* **GIVEN INSTRUCTION**:
Return the following lines with no changes.

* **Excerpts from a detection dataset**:
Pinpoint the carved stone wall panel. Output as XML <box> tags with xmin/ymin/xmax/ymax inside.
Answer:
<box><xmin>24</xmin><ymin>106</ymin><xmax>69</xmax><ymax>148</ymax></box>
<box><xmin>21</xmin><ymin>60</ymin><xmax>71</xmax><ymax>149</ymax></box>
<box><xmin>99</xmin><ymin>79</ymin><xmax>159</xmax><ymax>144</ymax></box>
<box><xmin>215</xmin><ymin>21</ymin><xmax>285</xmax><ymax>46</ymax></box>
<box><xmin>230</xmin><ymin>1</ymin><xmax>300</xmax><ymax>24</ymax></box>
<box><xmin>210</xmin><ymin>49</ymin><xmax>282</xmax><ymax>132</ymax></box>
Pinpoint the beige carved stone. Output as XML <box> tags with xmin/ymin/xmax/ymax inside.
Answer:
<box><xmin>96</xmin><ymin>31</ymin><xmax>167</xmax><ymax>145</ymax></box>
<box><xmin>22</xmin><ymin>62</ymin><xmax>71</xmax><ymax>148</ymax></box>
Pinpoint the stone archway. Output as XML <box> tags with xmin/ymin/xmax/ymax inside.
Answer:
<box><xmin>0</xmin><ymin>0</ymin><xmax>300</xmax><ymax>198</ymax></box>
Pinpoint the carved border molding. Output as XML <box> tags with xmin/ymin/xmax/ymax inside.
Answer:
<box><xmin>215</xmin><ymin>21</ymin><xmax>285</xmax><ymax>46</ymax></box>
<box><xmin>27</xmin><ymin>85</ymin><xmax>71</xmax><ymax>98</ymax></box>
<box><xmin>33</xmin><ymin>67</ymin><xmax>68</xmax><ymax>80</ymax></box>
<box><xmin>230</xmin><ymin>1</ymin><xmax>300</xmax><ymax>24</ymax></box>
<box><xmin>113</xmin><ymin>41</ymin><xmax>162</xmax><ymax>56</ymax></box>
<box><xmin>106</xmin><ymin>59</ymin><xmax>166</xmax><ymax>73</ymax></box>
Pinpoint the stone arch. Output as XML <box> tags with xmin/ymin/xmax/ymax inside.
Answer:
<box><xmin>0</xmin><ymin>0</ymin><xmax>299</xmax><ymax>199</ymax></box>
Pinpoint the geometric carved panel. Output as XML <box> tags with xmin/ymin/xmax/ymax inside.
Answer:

* **EXERCISE RESULT**:
Pinpoint the carved stone wall panel. Output as XML <box> tags with xmin/ymin/xmax/ymax inside.
Answer:
<box><xmin>24</xmin><ymin>106</ymin><xmax>69</xmax><ymax>148</ymax></box>
<box><xmin>21</xmin><ymin>60</ymin><xmax>71</xmax><ymax>149</ymax></box>
<box><xmin>99</xmin><ymin>79</ymin><xmax>159</xmax><ymax>144</ymax></box>
<box><xmin>215</xmin><ymin>21</ymin><xmax>285</xmax><ymax>46</ymax></box>
<box><xmin>230</xmin><ymin>1</ymin><xmax>300</xmax><ymax>24</ymax></box>
<box><xmin>210</xmin><ymin>49</ymin><xmax>282</xmax><ymax>132</ymax></box>
Pinpoint the beige carved stone. Output as XML <box> tags with xmin/ymin/xmax/ymax inside.
Answer:
<box><xmin>96</xmin><ymin>31</ymin><xmax>167</xmax><ymax>145</ymax></box>
<box><xmin>22</xmin><ymin>62</ymin><xmax>71</xmax><ymax>148</ymax></box>
Pinpoint the stone archway. Output as XML <box> tags with xmin/ymin/xmax/ymax inside.
Answer:
<box><xmin>0</xmin><ymin>0</ymin><xmax>300</xmax><ymax>198</ymax></box>
Pinpoint the carved border molding. Output as XML <box> tags with xmin/ymin/xmax/ymax inside.
Answer:
<box><xmin>215</xmin><ymin>21</ymin><xmax>285</xmax><ymax>46</ymax></box>
<box><xmin>27</xmin><ymin>85</ymin><xmax>71</xmax><ymax>98</ymax></box>
<box><xmin>33</xmin><ymin>67</ymin><xmax>68</xmax><ymax>80</ymax></box>
<box><xmin>230</xmin><ymin>1</ymin><xmax>300</xmax><ymax>24</ymax></box>
<box><xmin>113</xmin><ymin>41</ymin><xmax>162</xmax><ymax>56</ymax></box>
<box><xmin>106</xmin><ymin>59</ymin><xmax>166</xmax><ymax>73</ymax></box>
Pinpoint the stone arch. Output as XML <box> tags with xmin/ymin/xmax/ymax inside.
Answer:
<box><xmin>0</xmin><ymin>0</ymin><xmax>299</xmax><ymax>199</ymax></box>
Pinpoint the geometric carved panel. Output as XML <box> tags with xmin/ymin/xmax/ymax inside.
Answer:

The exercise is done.